◆ Provided text
== == ==

Writing inspirations: Tolkien’s legacy

Welcome to ‘writing inspirations’, a new series exploring all that the title implies. Not just ‘things to inspire writers’ – though we’ll be looking at plenty of those – but also ‘inspiration’ in its widest sense. What drives writers to write? What inspires them to write on particular themes? What do their ideas mean? And how do readers respond?

I’m opening the series with one of my favourite authors – J. R. R. Tolkien. A literary great who has inspired so many people with his work, in so many ways. Not least my fellow Wellingtonian, Peter Jackson.

Hutt River or Anduin. Well, maybe the houses are the give-away.

Tolkien found ideas for Middle Earth all around him, from the definitions he researched for the OED, to the quiet English countryside that unfolded during rambling walks. Thanks to Jackson, we envisage Middle Earth as New Zealand – epic landscapes of green and brown – but Tolkien’s conception was fuelled by different visions. The dissonance is one of the things that makes writing great; books are not just what the writer imagines, but also what readers see.

== == ==

◆ Given information

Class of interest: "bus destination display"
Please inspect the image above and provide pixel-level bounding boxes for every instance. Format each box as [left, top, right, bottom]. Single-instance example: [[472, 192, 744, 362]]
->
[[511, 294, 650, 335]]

== == ==

◆ What you should do
Can you copy out the entire Tolkien post word for word? Work solely from the Tolkien post.

◆ Full response
Writing inspirations: Tolkien’s legacy

Welcome to ‘writing inspirations’, a new series exploring all that the title implies. Not just ‘things to inspire writers’ – though we’ll be looking at plenty of those – but also ‘inspiration’ in its widest sense. What drives writers to write? What inspires them to write on particular themes? What do their ideas mean? And how do readers respond?

I’m opening the series with one of my favourite authors – J. R. R. Tolkien. A literary great who has inspired so many people with his work, in so many ways. Not least my fellow Wellingtonian, Peter Jackson.

Hutt River or Anduin. Well, maybe the houses are the give-away.

Tolkien found ideas for Middle Earth all around him, from the definitions he researched for the OED, to the quiet English countryside that unfolded during rambling walks. Thanks to Jackson, we envisage Middle Earth as New Zealand – epic landscapes of green and brown – but Tolkien’s conception was fuelled by different visions. The dissonance is one of the things that makes writing great; books are not just what the writer imagines, but also what readers see.